Trecho do texto:
----

A sociedade civil contra a popula

AutorHolmes, Pablo
  1. Introdução

    Neste artigo, aponto, de forma esquemática, três jovens tradições interpretativas acerca da Constituição de 1988 e realizo uma reflexão crítica sobre as teorias hegemônicas no debate constitucional brasileiro. A primeira dessas tradições, dominante na academia jurídica, é a Teoria Constitucional da Efetividade (TCE); a segunda é a Teoria da Constituição Dirigente (TCD); e uma terceira, de inspiração sociológica e com formulação um pouco mais plural, chamo de Teoria Crítica da Constituição (TCC), a partir da qual proponho um debate construtivo.

    Depois de apresentá-las, eu apresento um olhar desconstrutivo para a forma como as teorias constitucionais brasileiras dão prosseguimento à tradição política europeia sobre o direito e o Estado. Com isso, penso que é possível observar um ponto cego em nossa tradição constitucional: uma relativa incapacidade das distinções teóricas utilizadas em relação ao caráter estruturalmente assimétrico da ordem constitucional em um contexto pós-colonial como o brasileiro. Nesse sentido, uso a ideia de desconstrução como Luhmann, ou seja, como uma forma de observação de segunda ordem: uma observação das distinções usadas por um observador (uma teoria, por exemplo), para observar a realidade (LUHMANN, 1993). No nosso caso, observo a observação da realidade constitucional pelas teorias constitucionais de 1988.

    Para tanto, proponho que observemos o sistema político a partir de uma distinção diferente da distinção entre Estado e Sociedade Civil, que é estruturante para o pensamento político moderno e central nas teorias constitucionais hegemônicas no Brasil. Acompanhando a reflexão do teórico político indiano Partha Chatterjee (1993, 1997, 2004, 2011), proponho que compreendamos o complexo constitucional (Estado+Sociedade Civil) como um mesmo corpo político ao qual deve ser acrescentada uma outra distinção: Estado+Sociedade Civil/População. As implicações teóricas dessa proposta não são desprezíveis. De acordo com Chatterjee, em contextos pós-coloniais, o corpo político constitucional (Estado+Sociedade Civil) funciona como uma estrutura oposta à figura política da população, a qual funciona apenas como objeto passivo de processos de modernização: como um corpo político que serve de matéria prima para o "desenvolvimento" e se organiza como uma "sociedade política".

----

Listagem fornecida:
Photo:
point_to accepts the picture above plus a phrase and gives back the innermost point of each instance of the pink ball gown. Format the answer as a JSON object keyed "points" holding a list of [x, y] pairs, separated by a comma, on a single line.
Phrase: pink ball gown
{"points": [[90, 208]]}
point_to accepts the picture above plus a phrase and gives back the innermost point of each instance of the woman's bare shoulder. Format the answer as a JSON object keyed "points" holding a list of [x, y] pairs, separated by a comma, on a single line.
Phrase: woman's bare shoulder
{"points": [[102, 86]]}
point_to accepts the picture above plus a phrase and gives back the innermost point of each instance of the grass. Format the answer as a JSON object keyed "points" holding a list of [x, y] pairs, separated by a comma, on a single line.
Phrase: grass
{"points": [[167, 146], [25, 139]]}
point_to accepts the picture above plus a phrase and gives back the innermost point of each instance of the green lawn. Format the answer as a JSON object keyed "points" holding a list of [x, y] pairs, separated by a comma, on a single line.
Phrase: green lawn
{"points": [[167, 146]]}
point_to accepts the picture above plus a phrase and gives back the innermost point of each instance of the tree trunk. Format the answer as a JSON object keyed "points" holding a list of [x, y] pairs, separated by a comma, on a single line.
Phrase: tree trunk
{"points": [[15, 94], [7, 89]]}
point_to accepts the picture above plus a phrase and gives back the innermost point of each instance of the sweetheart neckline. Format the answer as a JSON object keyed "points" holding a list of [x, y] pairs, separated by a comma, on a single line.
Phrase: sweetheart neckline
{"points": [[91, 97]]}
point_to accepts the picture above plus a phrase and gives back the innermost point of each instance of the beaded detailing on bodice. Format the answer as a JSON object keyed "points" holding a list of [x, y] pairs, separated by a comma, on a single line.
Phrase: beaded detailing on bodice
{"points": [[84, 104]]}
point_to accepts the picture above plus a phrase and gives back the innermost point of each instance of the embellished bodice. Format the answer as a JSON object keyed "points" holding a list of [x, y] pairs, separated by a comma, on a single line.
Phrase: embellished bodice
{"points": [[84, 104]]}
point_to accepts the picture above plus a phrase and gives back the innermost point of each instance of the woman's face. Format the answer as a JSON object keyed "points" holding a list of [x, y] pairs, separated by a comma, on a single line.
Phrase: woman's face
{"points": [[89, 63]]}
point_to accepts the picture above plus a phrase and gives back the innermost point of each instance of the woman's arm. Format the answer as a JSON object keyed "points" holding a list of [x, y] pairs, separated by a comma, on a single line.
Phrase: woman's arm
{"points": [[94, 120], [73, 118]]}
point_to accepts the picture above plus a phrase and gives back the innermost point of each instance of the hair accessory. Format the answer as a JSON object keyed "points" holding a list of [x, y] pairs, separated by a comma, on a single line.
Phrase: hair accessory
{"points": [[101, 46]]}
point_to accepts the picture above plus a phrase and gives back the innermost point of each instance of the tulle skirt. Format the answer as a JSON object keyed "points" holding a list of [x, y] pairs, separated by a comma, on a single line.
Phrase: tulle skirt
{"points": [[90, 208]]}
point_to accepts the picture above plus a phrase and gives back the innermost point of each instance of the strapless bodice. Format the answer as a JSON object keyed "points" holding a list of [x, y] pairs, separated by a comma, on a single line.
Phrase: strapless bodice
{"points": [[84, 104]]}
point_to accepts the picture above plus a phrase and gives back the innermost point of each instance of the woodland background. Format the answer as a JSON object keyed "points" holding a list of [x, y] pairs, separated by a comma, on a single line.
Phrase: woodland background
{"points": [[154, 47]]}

----

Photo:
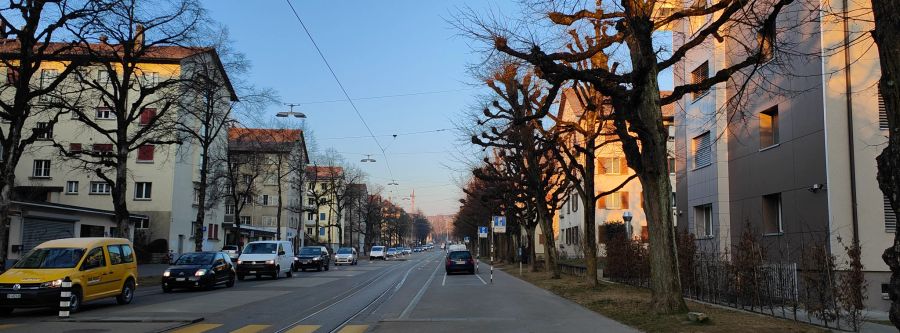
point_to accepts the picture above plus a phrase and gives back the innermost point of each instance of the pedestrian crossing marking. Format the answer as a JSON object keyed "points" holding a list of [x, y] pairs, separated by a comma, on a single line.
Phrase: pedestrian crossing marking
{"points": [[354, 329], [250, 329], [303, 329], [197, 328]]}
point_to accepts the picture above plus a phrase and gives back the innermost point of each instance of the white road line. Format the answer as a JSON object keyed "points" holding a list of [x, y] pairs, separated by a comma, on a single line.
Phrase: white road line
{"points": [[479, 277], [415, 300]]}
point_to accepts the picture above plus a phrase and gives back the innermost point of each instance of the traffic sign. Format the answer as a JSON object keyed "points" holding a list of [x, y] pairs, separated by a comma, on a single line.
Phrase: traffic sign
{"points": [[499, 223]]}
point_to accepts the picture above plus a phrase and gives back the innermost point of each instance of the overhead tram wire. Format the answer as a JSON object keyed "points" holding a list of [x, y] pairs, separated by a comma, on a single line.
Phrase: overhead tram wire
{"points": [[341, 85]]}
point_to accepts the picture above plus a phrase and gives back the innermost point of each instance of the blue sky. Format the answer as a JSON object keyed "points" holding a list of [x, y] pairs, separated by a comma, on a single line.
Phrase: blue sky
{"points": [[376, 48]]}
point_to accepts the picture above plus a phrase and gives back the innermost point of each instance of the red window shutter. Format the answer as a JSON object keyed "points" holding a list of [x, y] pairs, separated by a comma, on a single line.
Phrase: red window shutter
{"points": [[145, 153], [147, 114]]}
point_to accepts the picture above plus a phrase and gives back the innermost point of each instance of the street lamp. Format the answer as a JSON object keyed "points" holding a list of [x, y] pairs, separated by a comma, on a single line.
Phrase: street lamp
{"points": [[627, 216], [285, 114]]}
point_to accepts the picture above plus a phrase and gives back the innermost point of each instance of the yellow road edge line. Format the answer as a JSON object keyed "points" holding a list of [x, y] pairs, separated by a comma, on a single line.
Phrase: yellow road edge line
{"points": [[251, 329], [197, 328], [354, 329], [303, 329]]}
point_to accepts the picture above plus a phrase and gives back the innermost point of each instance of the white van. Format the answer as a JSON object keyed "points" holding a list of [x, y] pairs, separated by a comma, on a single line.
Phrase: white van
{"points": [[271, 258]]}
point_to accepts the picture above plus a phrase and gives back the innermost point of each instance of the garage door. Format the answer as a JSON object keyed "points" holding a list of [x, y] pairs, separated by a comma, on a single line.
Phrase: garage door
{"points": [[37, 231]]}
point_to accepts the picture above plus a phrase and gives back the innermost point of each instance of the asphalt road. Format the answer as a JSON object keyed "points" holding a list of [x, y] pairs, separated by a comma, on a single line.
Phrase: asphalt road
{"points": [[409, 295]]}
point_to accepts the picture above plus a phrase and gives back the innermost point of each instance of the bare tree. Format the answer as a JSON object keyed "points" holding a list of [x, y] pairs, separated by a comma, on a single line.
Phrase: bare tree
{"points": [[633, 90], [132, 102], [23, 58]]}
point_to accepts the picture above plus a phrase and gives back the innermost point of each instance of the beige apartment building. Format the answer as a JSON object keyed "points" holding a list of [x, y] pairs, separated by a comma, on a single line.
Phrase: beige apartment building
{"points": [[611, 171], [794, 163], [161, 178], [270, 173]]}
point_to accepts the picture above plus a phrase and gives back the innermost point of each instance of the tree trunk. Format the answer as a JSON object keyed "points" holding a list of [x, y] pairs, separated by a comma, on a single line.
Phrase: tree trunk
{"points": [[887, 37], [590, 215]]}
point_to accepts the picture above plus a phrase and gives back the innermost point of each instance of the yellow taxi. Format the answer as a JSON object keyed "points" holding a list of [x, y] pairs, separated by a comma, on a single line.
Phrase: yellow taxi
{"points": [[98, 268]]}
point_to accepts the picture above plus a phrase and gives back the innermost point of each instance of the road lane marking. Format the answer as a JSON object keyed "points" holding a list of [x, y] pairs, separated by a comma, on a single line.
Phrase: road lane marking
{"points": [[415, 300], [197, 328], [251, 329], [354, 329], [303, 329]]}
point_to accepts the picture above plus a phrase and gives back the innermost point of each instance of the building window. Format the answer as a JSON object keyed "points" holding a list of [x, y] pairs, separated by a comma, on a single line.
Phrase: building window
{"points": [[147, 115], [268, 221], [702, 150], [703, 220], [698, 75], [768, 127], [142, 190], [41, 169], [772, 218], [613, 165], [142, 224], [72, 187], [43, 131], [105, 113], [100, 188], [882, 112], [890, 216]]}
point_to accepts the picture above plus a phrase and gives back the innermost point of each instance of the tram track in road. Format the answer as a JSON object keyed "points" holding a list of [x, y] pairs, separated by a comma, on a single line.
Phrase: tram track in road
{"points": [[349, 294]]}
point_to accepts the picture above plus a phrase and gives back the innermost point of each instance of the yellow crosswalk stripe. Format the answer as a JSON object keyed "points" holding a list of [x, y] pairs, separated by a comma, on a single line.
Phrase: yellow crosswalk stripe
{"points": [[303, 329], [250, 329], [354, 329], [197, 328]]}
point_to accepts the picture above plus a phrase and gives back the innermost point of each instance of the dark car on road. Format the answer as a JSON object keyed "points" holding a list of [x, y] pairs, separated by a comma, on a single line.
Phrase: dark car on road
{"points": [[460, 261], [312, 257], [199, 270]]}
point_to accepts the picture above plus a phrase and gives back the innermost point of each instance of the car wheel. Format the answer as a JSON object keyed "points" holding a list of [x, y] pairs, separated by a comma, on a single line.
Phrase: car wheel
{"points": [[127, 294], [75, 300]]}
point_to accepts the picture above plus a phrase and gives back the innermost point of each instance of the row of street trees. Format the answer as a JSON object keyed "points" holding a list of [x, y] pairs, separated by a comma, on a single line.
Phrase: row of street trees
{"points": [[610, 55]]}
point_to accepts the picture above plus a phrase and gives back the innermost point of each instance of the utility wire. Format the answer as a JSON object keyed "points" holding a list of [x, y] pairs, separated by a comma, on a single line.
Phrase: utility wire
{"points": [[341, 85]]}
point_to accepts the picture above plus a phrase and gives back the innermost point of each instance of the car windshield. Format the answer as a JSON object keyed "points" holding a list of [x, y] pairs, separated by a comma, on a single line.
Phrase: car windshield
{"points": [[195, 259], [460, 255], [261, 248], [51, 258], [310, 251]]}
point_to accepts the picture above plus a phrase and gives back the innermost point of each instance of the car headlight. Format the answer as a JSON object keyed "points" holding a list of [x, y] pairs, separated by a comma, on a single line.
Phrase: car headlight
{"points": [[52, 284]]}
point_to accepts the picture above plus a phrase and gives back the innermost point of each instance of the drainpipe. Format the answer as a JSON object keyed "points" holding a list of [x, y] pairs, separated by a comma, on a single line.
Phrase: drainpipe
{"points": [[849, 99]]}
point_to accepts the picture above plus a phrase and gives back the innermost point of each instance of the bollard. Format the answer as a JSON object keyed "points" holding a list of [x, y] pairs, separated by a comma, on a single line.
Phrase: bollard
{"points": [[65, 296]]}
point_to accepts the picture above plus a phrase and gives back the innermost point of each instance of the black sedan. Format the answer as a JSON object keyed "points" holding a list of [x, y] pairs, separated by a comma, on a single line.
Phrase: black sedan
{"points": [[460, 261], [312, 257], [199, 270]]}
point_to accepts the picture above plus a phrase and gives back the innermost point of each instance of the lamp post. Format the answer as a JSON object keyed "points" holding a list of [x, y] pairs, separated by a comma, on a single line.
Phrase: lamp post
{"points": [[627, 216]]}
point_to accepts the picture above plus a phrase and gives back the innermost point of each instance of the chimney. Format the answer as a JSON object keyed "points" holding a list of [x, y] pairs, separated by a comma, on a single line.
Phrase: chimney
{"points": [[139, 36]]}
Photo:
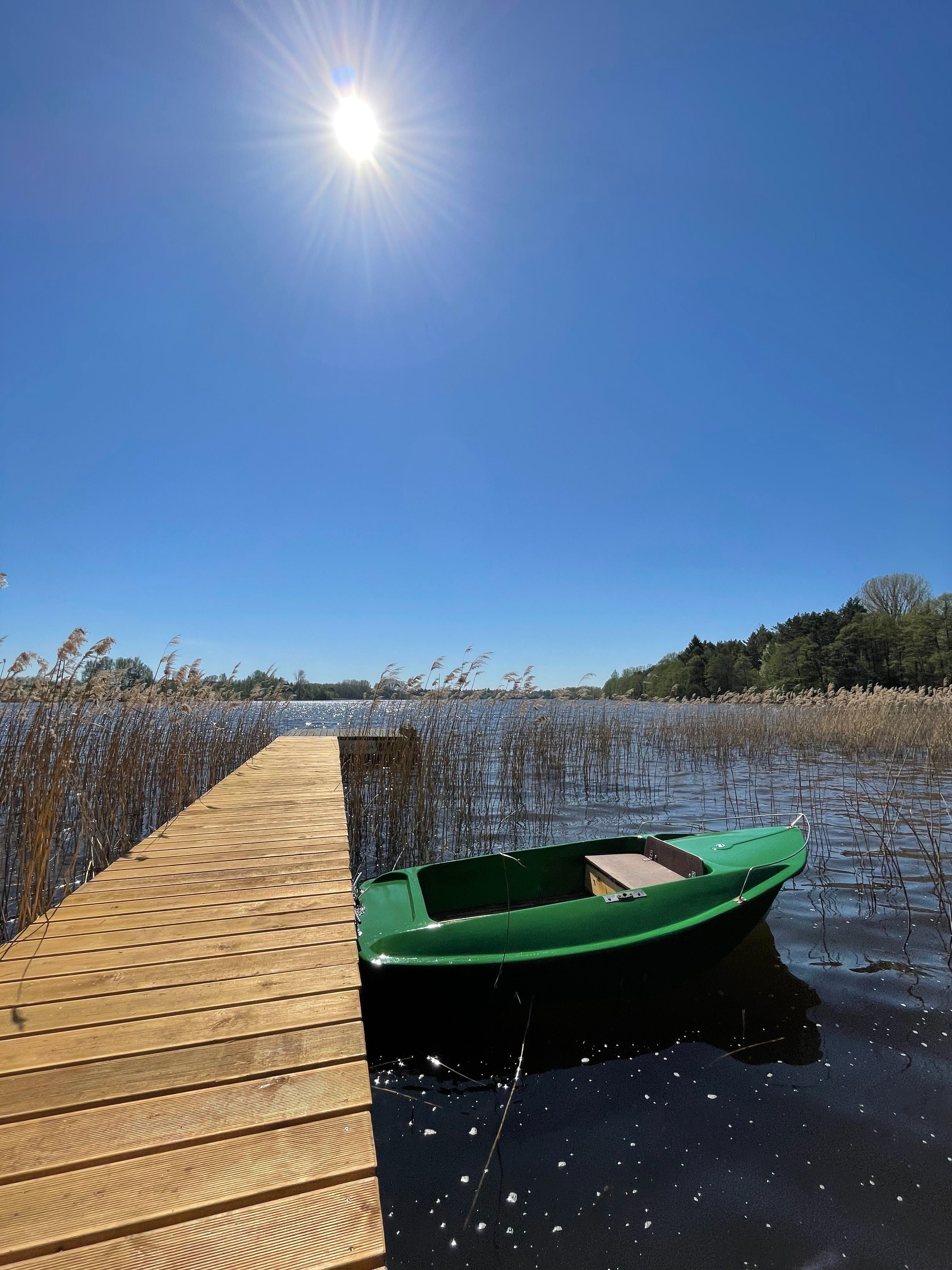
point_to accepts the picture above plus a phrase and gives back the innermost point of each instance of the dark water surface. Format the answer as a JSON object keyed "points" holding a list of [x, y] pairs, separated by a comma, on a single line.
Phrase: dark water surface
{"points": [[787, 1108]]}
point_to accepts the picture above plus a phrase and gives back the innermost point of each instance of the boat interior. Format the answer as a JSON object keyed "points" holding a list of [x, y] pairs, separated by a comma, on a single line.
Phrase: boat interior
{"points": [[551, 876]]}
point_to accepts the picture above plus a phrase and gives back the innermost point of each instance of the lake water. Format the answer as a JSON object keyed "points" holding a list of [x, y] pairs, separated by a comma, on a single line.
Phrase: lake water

----

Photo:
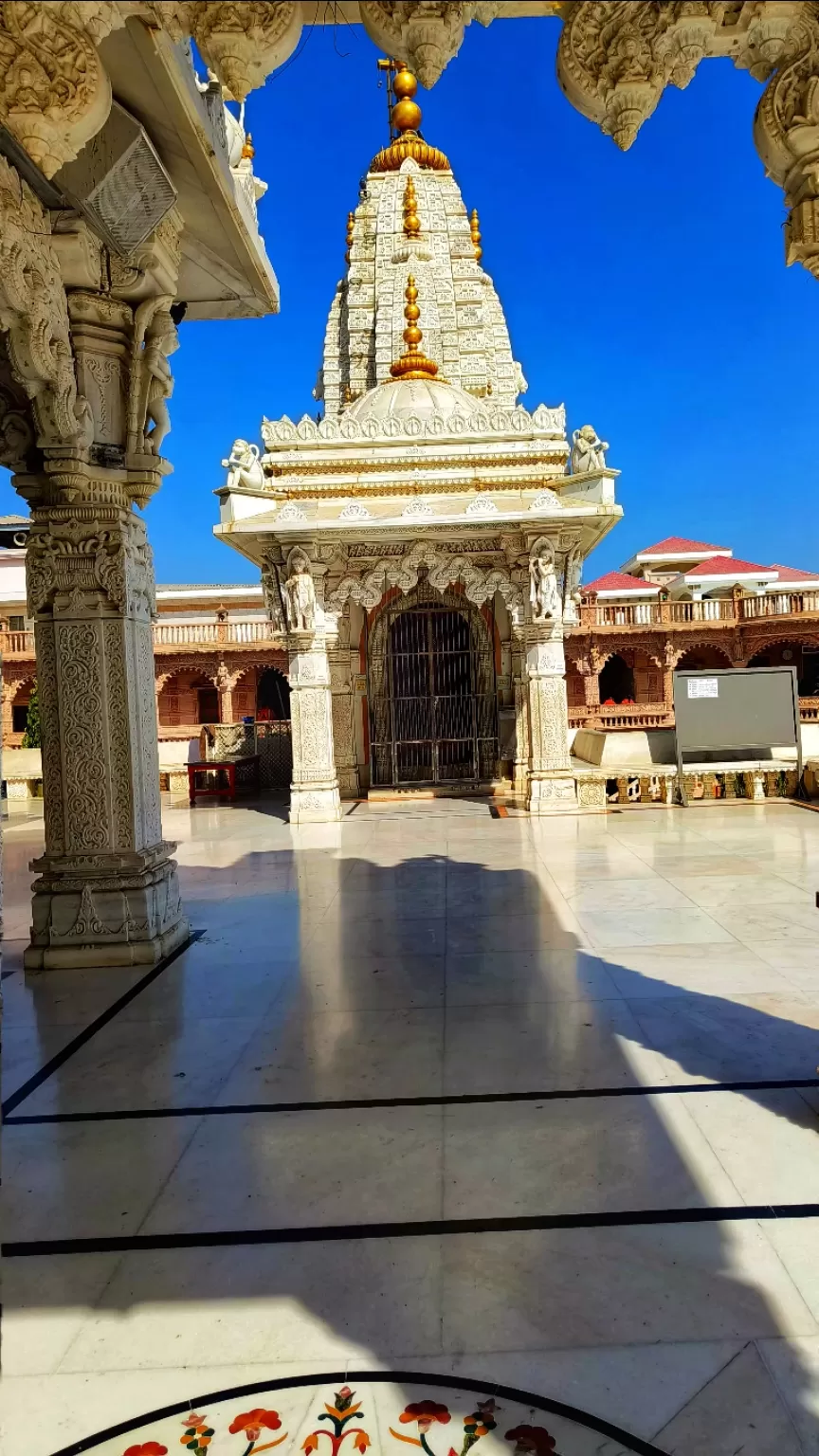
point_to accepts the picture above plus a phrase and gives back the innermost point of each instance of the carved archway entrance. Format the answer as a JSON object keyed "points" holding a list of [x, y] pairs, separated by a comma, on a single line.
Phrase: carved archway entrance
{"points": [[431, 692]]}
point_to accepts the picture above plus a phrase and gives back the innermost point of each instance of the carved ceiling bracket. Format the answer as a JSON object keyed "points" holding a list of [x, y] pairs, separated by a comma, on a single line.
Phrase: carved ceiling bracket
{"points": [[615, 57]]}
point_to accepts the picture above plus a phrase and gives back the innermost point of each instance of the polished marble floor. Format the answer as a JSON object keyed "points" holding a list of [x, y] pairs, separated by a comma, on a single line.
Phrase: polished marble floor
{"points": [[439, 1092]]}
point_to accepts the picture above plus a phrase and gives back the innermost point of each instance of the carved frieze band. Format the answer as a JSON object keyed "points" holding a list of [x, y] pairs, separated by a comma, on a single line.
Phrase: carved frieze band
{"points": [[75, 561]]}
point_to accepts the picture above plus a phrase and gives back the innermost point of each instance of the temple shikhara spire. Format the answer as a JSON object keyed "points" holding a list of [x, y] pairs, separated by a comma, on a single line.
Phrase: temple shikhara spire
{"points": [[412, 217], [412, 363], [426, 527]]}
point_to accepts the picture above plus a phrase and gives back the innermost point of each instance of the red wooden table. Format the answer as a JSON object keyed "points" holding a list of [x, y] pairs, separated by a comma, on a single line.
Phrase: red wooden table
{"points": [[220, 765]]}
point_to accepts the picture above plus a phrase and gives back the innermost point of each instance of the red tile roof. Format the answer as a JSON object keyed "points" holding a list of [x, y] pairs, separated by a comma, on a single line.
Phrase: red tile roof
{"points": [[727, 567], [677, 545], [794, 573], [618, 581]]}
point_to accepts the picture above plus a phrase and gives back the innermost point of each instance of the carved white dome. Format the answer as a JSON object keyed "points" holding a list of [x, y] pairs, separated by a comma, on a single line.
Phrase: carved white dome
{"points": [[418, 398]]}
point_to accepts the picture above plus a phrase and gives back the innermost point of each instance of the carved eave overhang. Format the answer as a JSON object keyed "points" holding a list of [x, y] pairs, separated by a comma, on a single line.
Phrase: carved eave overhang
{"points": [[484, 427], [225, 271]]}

----

Problema curto 1:
Reproduza, no trecho sobre a Constituição de 1988, a passagem que vai de "Depois de apresentá-las, eu" até "constitucionais de 1988.".
Problema curto 2:
Enumere as tradições interpretativas acerca da Constituição de 1988 apontadas no trecho sobre a Constituição de 1988, cada uma com sua sigla.

Resposta escrita 1:
Depois de apresentá-las, eu apresento um olhar desconstrutivo para a forma como as teorias constitucionais brasileiras dão prosseguimento à tradição política europeia sobre o direito e o Estado. Com isso, penso que é possível observar um ponto cego em nossa tradição constitucional: uma relativa incapacidade das distinções teóricas utilizadas em relação ao caráter estruturalmente assimétrico da ordem constitucional em um contexto pós-colonial como o brasileiro. Nesse sentido, uso a ideia de desconstrução como Luhmann, ou seja, como uma forma de observação de segunda ordem: uma observação das distinções usadas por um observador (uma teoria, por exemplo), para observar a realidade (LUHMANN, 1993). No nosso caso, observo a observação da realidade constitucional pelas teorias constitucionais de 1988.

Resposta escrita 2:
- Teoria Constitucional da Efetividade (TCE)
- Teoria da Constituição Dirigente (TCD)
- Teoria Crítica da Constituição (TCC)